-- Set problem --
Quote all of the data that follows exactly as written, skipping the images.

::::::::::

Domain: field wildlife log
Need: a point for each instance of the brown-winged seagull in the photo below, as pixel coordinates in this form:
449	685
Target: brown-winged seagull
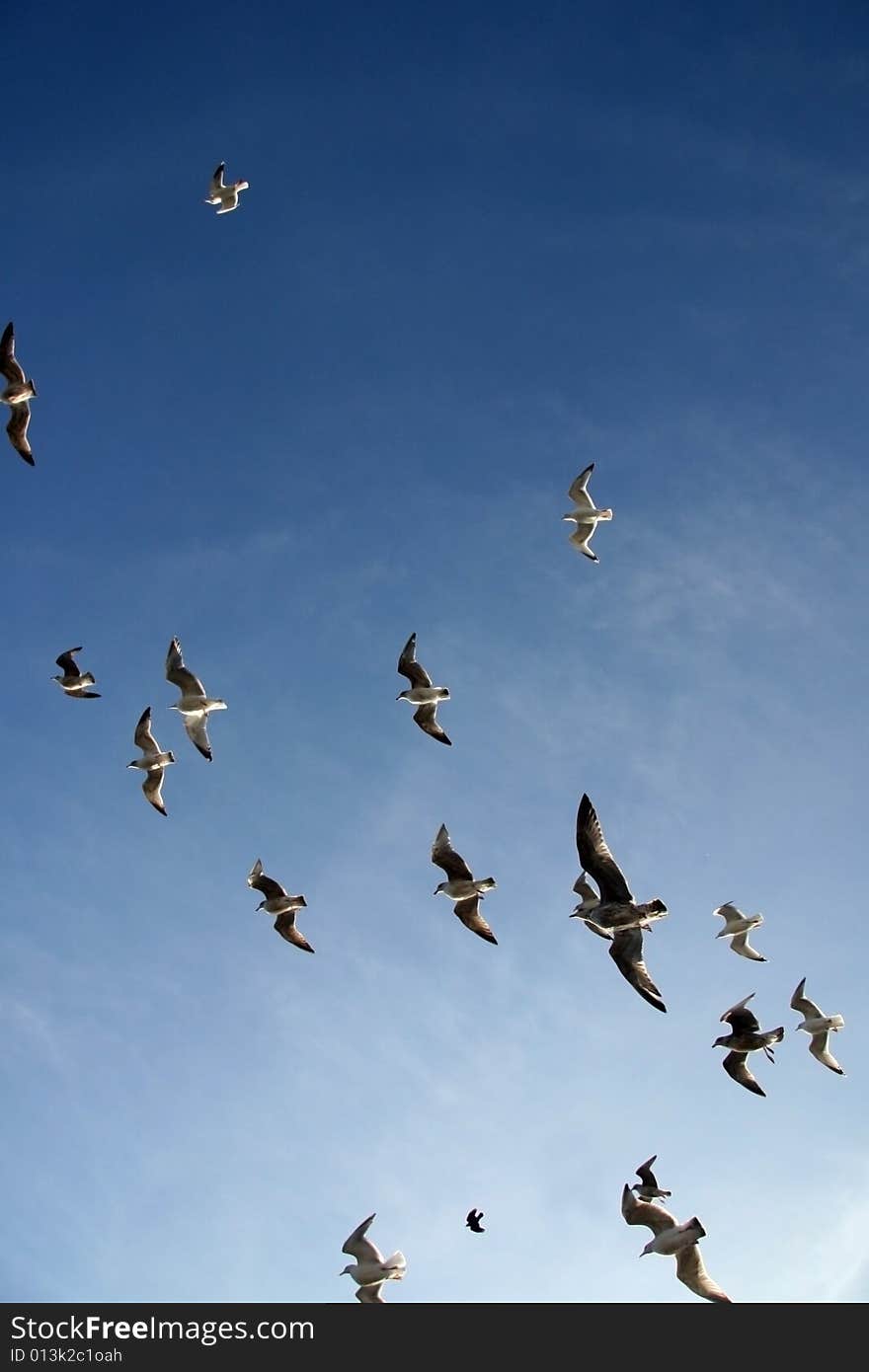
224	195
153	762
371	1269
585	516
674	1239
460	885
278	903
745	1037
614	914
647	1188
422	692
819	1026
74	682
738	926
17	396
194	706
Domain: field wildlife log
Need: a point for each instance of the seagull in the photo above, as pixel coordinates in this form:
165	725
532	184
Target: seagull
194	704
461	886
17	396
278	903
585	516
739	926
371	1269
153	760
648	1188
614	913
224	195
422	693
74	682
746	1037
819	1026
678	1241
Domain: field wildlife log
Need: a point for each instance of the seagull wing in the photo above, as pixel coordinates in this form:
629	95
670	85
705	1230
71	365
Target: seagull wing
819	1050
17	428
443	855
806	1007
359	1248
67	664
596	858
371	1294
626	953
197	728
471	918
578	493
10	365
741	945
285	928
153	788
409	667
426	718
178	672
690	1270
736	1066
643	1212
267	885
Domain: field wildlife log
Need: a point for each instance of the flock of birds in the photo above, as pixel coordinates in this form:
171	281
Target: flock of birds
611	911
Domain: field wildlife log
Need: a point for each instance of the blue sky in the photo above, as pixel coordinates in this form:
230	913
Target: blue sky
482	247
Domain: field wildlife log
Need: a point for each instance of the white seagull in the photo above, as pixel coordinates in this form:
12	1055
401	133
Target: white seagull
224	195
585	516
194	704
678	1241
371	1269
74	682
819	1026
461	886
738	926
17	396
278	903
153	762
422	692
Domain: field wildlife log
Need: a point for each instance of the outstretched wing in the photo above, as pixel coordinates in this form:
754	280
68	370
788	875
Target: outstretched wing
443	855
736	1066
596	858
178	672
17	428
359	1248
626	953
10	365
426	718
643	1212
409	667
471	918
690	1270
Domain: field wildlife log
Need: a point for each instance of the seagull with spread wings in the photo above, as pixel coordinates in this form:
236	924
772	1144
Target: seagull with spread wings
422	693
371	1269
745	1037
17	396
224	195
194	704
153	762
585	516
819	1026
461	885
614	914
674	1239
278	903
74	682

::::::::::

-- Exercise response --
Domain: field wildlife log
Need: a point for each instance of the brown-winged seagull in the photo below, as pixel coordinates in this form:
449	685
Target: brown-winged seagull
224	195
153	762
371	1269
585	516
674	1239
460	885
278	903
745	1037
614	914
647	1188
422	692
819	1026
74	682
738	926
17	396
194	706
Domain: field wildlife log
Need: a point for each instance of the seagull in the photo above, as pixel coordinates in this form:
165	725
532	184
Target: seagull
194	704
461	886
17	396
278	903
585	516
739	926
371	1269
153	760
648	1188
614	913
224	195
422	693
74	682
746	1037
819	1026
678	1241
Domain: field wildlife log
Need: a point for each instance of the seagull wing in the photo above, as pixel coordinates in this form:
629	95
670	85
705	1230
71	365
Target: seagull wing
819	1050
17	428
443	855
806	1007
359	1248
67	664
596	858
371	1294
626	953
197	728
471	918
578	493
10	365
741	945
285	928
153	788
409	667
426	718
178	672
690	1270
736	1066
643	1212
267	885
Domain: field wildlife log
Need: a point for each instance of the flock of birds in the photo above, as pixel coordinates in this form:
171	281
Target: flock of birds
611	911
Domain: field wildlife log
Need: a point for each instance of the blue sky in the photo above, as pixel coordinates in this form:
230	913
Target: blue sky
482	247
Domain: field wildlife log
Need: a point for each instance of the white seagull in the photo above, as pixel coordinates in this form:
12	1055
401	133
Target: white seagull
224	195
585	516
194	704
678	1241
371	1269
74	682
819	1026
461	886
738	926
17	396
278	903
153	762
422	692
Domain: field wildlife log
Need: a point for each instance of the outstretched wing in the photo above, as pixel coordinates in this form:
754	280
68	370
788	875
Target: outstretched wing
443	855
736	1066
596	858
178	672
17	428
359	1248
626	953
10	365
426	718
643	1212
409	667
471	918
690	1270
Domain: field wildlife log
Need: a point for each instance of the seagull with spread wings in the photo above, as pixel coordinates in this form:
236	924
772	1144
Target: seagull with spread wings
422	693
371	1269
745	1037
17	396
224	195
194	704
153	762
585	516
819	1026
461	885
614	914
674	1239
278	903
74	682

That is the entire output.